### Dokumentauszug
Manfred Haferburg / 23.03.2016 / 13:20 / Foto: Calebrw / 7 / Seite ausdrucken

Versagt haben immer die anderen

Die Einschüsse kommen näher. Diesmal wurden in Brüssel Reisende zum Opfer islamistischen Terrors. Die Täter waren wieder keine Buddhisten, keine Juden, keine Atheisten und keine Christen. Die Mörder beriefen sich einmal mehr auf die Religion des Friedens. Da könnte womöglich noch jemand auf die Idee kommen, dass sich unter die 700.000 frisch eingereisten jungen männlichen Zuwanderern einige Terroristen gemischt haben. Also wird die Relativierungs- und Schuldzuweisungsmaschine angeworfen.

Ausgerechnet der NRW-Justizminister Jäger kritisierte am Dienstag die belgischen Sicherheitsbehörden. Der Salafismus im Brüsseler Stadtteil Molenbeek sei seit vielen Jahren gewachsen "und man hätte möglicherweise eher eingreifen müssen".  Und weiter: "Es geht nicht um einzelne, sich selbst organisierende Täter, sondern es wurde strukturiert und abgesprochen vorgegangen. Das setzt Zellenbildung voraus. Es ist leichter, solche Zellen zu entdecken, als radikalisierte Einzeltäter. Und das ist das Erschreckende, dass eine solche Zelle dort nicht entdeckt werden konnte."

### Auszüge der Auflistung
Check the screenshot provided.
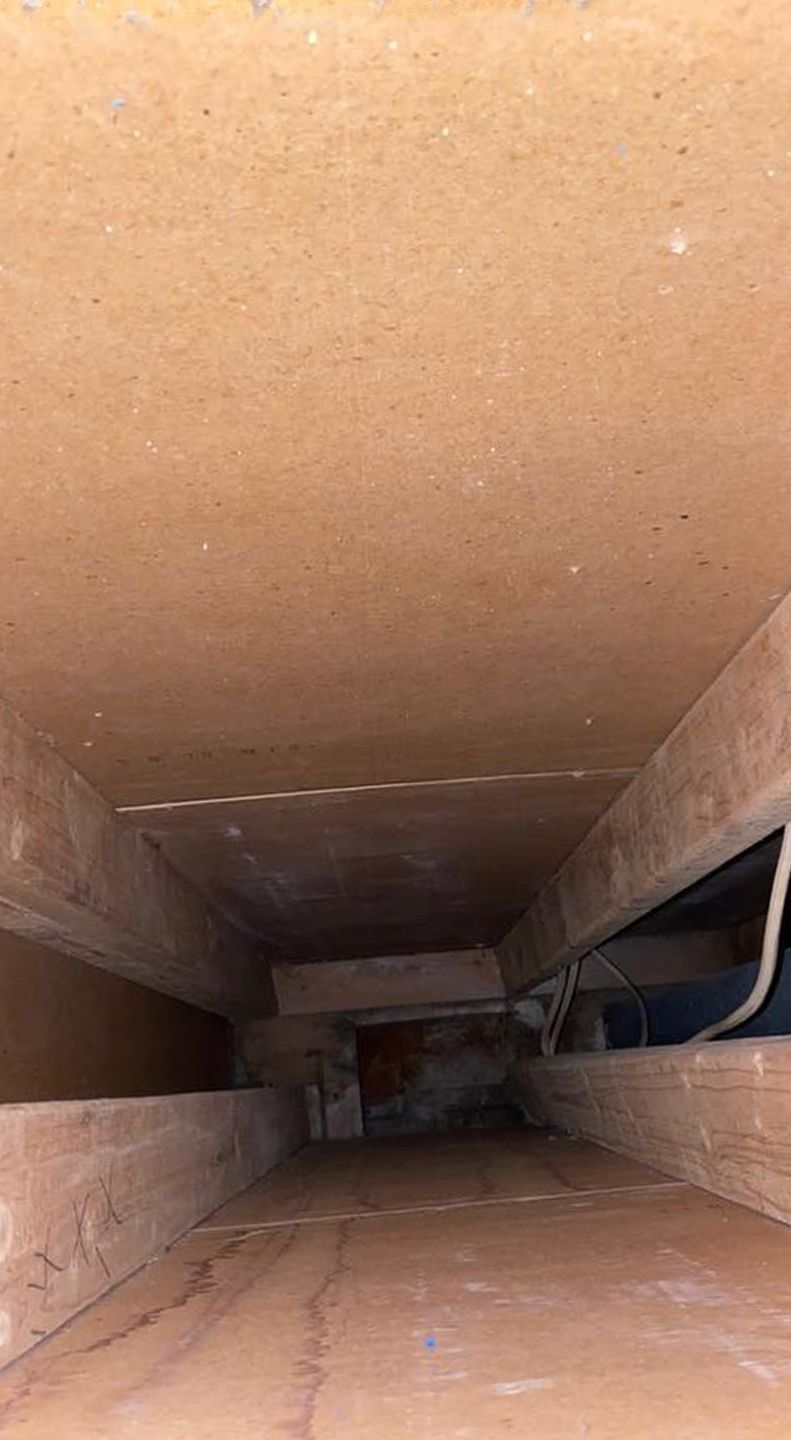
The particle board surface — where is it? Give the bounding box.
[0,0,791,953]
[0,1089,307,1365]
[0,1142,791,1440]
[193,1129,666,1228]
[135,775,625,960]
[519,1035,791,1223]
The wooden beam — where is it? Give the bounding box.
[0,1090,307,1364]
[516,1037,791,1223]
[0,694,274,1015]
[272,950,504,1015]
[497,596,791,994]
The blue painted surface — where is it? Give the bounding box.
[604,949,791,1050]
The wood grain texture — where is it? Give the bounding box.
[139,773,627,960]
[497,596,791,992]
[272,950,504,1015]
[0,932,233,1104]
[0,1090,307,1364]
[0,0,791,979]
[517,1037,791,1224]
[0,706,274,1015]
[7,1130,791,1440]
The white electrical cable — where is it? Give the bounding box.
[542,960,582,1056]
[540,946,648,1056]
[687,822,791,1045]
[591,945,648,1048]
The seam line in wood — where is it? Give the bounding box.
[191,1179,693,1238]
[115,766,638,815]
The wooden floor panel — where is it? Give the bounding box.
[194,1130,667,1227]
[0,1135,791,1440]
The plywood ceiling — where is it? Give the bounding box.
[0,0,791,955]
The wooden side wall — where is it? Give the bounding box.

### Aufgabe
Führen Sie den Kommentar zum Terroranschlag in Brüssel im Anschluss an den letzten Satz fort. Die Auflistung stammt aus einer anderen Quelle.

### Lösung
Auch im Deutschlandfunk vernahm die Moderatorin Christine Heuer  heute Morgen im Stile von Hilde Benjamin den Familienminister der Deutschsprachigen Gemeinschaft in Belgien, Antonios Antoniadis. Ihn ständig unterbrechend beschuldigte sie ihn, dass die belgischen Behörden „bei der Terrorbekämpfung versagt hätten“. Dem solcherart in die Enge Getriebenen blieb nur der Konter: „Früher war Belgien das Land der Kinderschänder, dann das der Kinder-Töter und vor Kurzem das der Betreiber von Schrott-Reaktoren. Und jetzt sind wir das Land der Terroristen".

Auch die „Welt“  regt sich über die vermeintliche Unfähigkeit der belgischen Sicherheitsbehörden auf. Sie titelte nach der Verhaftung von Abdeslam: „Sind Belgiens Terrorfahnder totale Amateure? Der Logistik-Chef der Pariser Attentate hat sich monatelang im Brüsseler Stadtteil Molenbeek versteckt“.

Bei Plasberg wurde räsoniert, dass es „in Deutschland ja solche rechtsfreien Räume wie den Brüsseler Stadtteil Molenbeek nicht gäbe. In Molenbeek wurde sehr lange weggeguckt und nicht konsequent genug durchgegriffen“, erklärt ARD-Gewaltforscher Holger Schmidt,  "Belgien hat im Verhältnis zur kleinen Bevölkerung mehr gewaltbereite Personen, als das in Deutschland der Fall ist - bei einem gleichzeitig nicht leistungsfähig genug aufgestellten Sicherheitsapparat."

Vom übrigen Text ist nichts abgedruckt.